What to do: Render the stretch of lines from the line containing "Where can you see the table" through the line containing "point(368, 318)", both included, as a JSON list of strings with one string per line and blank lines omitted.
========
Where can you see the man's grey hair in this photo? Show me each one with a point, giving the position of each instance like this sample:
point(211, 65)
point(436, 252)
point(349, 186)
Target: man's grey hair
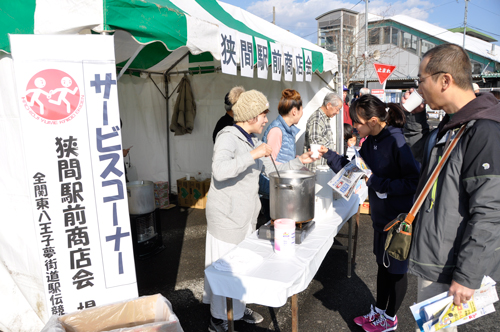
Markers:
point(364, 91)
point(333, 99)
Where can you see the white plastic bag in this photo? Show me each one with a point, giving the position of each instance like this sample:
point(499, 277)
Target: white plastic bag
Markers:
point(131, 170)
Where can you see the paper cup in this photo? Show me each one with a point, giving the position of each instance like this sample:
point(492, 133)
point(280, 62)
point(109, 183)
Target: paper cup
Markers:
point(413, 101)
point(315, 149)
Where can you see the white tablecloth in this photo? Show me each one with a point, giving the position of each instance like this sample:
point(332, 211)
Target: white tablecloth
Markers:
point(278, 277)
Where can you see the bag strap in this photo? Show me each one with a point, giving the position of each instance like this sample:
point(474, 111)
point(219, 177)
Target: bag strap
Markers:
point(428, 185)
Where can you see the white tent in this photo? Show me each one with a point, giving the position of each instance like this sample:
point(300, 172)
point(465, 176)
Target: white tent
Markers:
point(163, 40)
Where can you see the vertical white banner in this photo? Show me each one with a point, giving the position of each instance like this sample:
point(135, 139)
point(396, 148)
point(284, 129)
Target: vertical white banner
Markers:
point(262, 57)
point(276, 61)
point(288, 62)
point(228, 50)
point(299, 64)
point(308, 65)
point(68, 104)
point(246, 54)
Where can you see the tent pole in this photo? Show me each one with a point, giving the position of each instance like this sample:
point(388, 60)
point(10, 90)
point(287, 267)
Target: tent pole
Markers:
point(168, 136)
point(132, 58)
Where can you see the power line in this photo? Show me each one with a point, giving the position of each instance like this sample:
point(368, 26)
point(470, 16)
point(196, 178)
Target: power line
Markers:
point(492, 33)
point(489, 11)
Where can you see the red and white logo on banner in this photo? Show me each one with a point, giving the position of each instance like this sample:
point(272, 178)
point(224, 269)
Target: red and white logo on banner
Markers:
point(52, 95)
point(383, 71)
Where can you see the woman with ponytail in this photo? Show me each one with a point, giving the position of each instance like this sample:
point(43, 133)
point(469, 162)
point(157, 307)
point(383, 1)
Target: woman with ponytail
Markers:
point(391, 189)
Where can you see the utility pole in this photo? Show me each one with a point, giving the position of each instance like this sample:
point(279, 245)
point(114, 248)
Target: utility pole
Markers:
point(465, 20)
point(366, 37)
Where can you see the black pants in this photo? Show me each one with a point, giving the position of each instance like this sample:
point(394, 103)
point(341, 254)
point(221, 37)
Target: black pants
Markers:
point(391, 290)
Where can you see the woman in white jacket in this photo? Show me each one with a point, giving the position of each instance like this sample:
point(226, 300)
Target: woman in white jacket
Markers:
point(233, 203)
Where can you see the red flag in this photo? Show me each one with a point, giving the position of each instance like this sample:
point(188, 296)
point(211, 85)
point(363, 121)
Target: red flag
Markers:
point(383, 71)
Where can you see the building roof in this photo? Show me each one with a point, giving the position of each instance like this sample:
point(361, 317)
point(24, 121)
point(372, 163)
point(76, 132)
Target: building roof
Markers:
point(472, 44)
point(474, 33)
point(337, 10)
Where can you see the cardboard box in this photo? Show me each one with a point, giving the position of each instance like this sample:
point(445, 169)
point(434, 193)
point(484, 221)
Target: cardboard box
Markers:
point(192, 193)
point(162, 194)
point(200, 194)
point(185, 192)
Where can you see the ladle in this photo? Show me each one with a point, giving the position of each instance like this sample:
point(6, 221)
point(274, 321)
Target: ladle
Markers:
point(276, 168)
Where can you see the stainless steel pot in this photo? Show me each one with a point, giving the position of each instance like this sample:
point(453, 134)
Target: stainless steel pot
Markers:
point(141, 197)
point(292, 195)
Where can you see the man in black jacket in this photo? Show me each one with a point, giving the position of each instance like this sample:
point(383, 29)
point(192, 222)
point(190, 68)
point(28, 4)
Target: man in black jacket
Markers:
point(457, 231)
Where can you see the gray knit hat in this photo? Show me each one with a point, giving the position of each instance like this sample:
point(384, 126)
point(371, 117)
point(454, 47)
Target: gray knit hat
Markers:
point(249, 105)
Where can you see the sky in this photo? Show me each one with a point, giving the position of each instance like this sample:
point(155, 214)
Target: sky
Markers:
point(298, 16)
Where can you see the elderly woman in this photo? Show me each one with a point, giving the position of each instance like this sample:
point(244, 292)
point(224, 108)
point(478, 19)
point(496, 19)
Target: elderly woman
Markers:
point(233, 203)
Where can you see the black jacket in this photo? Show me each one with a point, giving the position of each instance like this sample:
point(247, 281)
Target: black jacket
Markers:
point(395, 173)
point(457, 231)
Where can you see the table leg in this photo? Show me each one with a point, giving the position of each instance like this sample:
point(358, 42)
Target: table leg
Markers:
point(356, 229)
point(230, 320)
point(349, 248)
point(295, 313)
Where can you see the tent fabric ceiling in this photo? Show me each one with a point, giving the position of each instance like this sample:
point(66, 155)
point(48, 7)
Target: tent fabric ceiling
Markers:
point(167, 28)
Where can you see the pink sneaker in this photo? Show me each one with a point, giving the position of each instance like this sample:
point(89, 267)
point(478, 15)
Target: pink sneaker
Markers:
point(382, 324)
point(368, 318)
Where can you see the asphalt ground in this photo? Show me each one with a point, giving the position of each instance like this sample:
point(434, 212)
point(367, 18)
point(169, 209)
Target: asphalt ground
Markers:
point(330, 303)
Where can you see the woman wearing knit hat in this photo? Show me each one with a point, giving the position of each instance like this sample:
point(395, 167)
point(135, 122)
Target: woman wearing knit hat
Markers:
point(229, 100)
point(233, 203)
========
Correct result:
[
  "Where can you see the table leg in this photo? Show me each one with a point, giving the position of each instance like this sample:",
  "point(358, 42)",
  "Target: table leg",
  "Markers:",
  "point(356, 229)",
  "point(230, 320)",
  "point(349, 248)",
  "point(295, 313)",
  "Where can you see the tent fabric ceiling in this photo? Show me each one with a point, giving the position of each instance like this sample:",
  "point(66, 155)",
  "point(48, 7)",
  "Target: tent fabric ceiling",
  "Markers:",
  "point(167, 28)",
  "Where can you see the pink sneaker in this photo? Show me each one with a point, giving the position of each instance like this sample:",
  "point(89, 267)",
  "point(478, 15)",
  "Target: pink sneaker",
  "Markers:",
  "point(382, 324)",
  "point(368, 318)"
]